__PAGE TEXT__:
■ ■ ■
Member of the House of Assembly of Barbados for Saint Michael Central
- In office 2018–2026
- Succeeded by: Tyra Trotman

Personal details
- Born: Arthur Eugene Holder Waterford, St. Michael, Barbados
- Party: Barbados Labour Party
- Occupation: Lawyer, Politician

= Arthur Holder =

Barbadian politician

Arthur Eugene Holder (born Waterford, St. Michael) is a Barbadian politician and lawyer. He was a member of the House of Assembly of Barbados. Holder became the Speaker of the House of Assembly of Barbados on 5 June 2018.

== Early life and career ==
Arthur Eugene Holder was born in Waterford, Saint Michael. He attended the University of the West Indies and had his post-graduate at the Barry University, Miami.

Holder was the senior advocate at Holder and company. He was the Manager of the Barbados Child Care Board and the programme officer with the National Council on Substance Abuse. In 2013, Holder contested for the Barbados House of Assembly and lost. In 2018, he ran again for office and won. He was elected member of the Barbados House of Assembly in 2018. Immediately after being elected he was appointed the Speaker of the Barbados House of Assembly.

He did not run for the 2026 Barbadian general election, and was succeeded by Tyra Trotman in his constituency. He was later re-elected as the first independently elected Speaker of the House of Assembly.

He is a member of the Barbados Labour Party.
■ ■ ■
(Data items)
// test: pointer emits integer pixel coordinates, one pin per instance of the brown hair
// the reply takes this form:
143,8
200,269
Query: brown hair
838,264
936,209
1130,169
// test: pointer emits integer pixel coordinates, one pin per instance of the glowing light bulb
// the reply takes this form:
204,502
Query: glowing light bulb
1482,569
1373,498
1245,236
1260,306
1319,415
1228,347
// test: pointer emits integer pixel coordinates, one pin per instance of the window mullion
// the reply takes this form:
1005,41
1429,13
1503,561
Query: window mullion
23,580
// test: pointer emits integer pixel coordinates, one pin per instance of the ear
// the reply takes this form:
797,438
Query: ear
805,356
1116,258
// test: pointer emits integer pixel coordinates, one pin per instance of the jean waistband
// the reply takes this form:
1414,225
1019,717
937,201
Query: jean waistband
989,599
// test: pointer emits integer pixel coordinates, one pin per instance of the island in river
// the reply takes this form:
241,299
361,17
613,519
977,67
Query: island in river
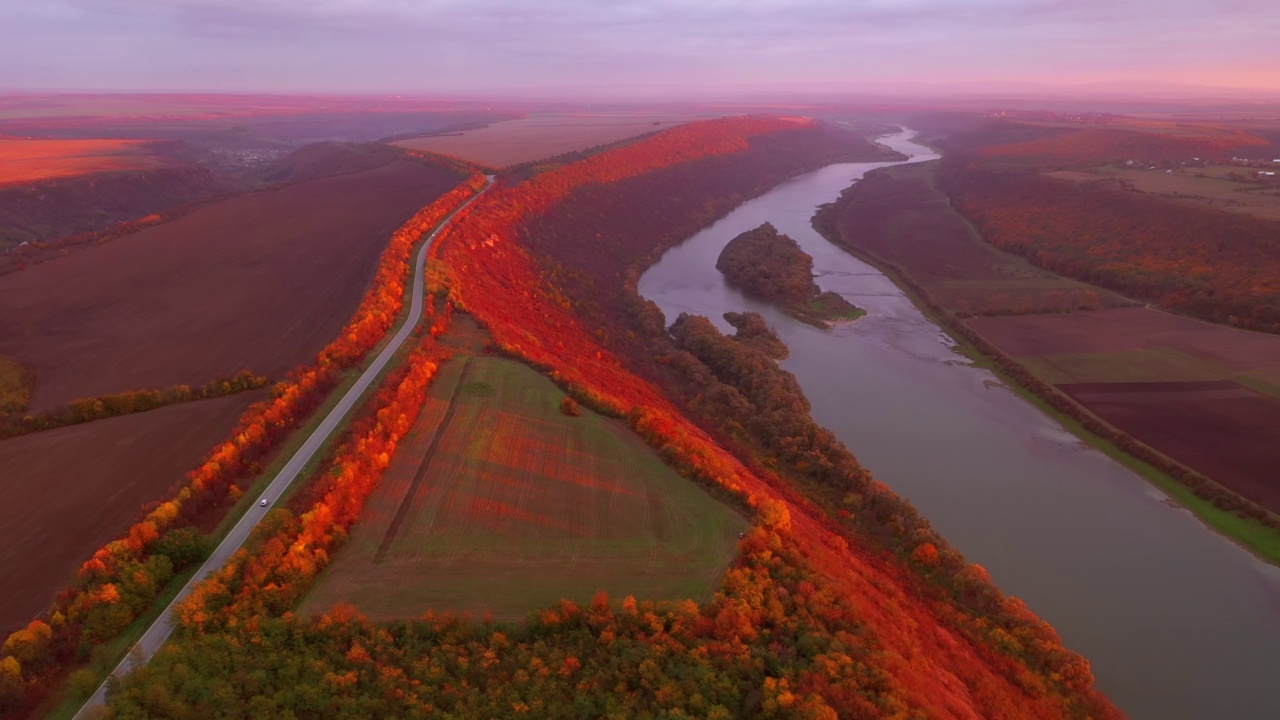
769,265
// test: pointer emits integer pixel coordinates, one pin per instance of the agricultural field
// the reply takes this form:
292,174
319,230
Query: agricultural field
497,502
1203,393
69,491
259,281
30,160
512,142
14,386
1200,186
899,215
1223,429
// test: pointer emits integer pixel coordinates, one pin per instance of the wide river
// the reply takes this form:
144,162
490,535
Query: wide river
1176,620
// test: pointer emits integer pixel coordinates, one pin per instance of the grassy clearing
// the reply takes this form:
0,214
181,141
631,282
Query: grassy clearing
14,386
506,506
1205,186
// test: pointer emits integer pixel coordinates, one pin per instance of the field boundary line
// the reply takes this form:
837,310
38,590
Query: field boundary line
420,475
154,638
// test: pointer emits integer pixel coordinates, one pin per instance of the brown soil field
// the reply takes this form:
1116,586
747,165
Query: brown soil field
1249,355
1219,428
498,502
899,215
511,142
1183,186
27,160
69,491
260,281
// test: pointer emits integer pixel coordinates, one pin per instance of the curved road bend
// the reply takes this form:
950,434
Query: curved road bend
161,628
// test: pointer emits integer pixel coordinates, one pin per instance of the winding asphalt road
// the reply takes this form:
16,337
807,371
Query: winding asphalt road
161,628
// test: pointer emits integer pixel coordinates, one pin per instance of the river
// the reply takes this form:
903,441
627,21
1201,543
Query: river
1176,620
■ ■ ■
__USING THE INFORMATION__:
**1)** Copy out the Arthur Holder article, everything from "Arthur Eugene Holder (born" down to "Barbados House of Assembly.", with each "Speaker" renamed to "Presiding Officer".
**2)** According to the Arthur Holder article, where did Holder do his post-graduate studies?

__COMPLETED EXERCISE__:
**1)**
Arthur Eugene Holder (born Waterford, St. Michael) is a Barbadian politician and lawyer. He was a member of the House of Assembly of Barbados. Holder became the Presiding Officer of the House of Assembly of Barbados on 5 June 2018.

== Early life and career ==
Arthur Eugene Holder was born in Waterford, Saint Michael. He attended the University of the West Indies and had his post-graduate at the Barry University, Miami.

Holder was the senior advocate at Holder and company. He was the Manager of the Barbados Child Care Board and the programme officer with the National Council on Substance Abuse. In 2013, Holder contested for the Barbados House of Assembly and lost. In 2018, he ran again for office and won. He was elected member of the Barbados House of Assembly in 2018. Immediately after being elected he was appointed the Presiding Officer of the Barbados House of Assembly.

**2)** At Barry University, Miami.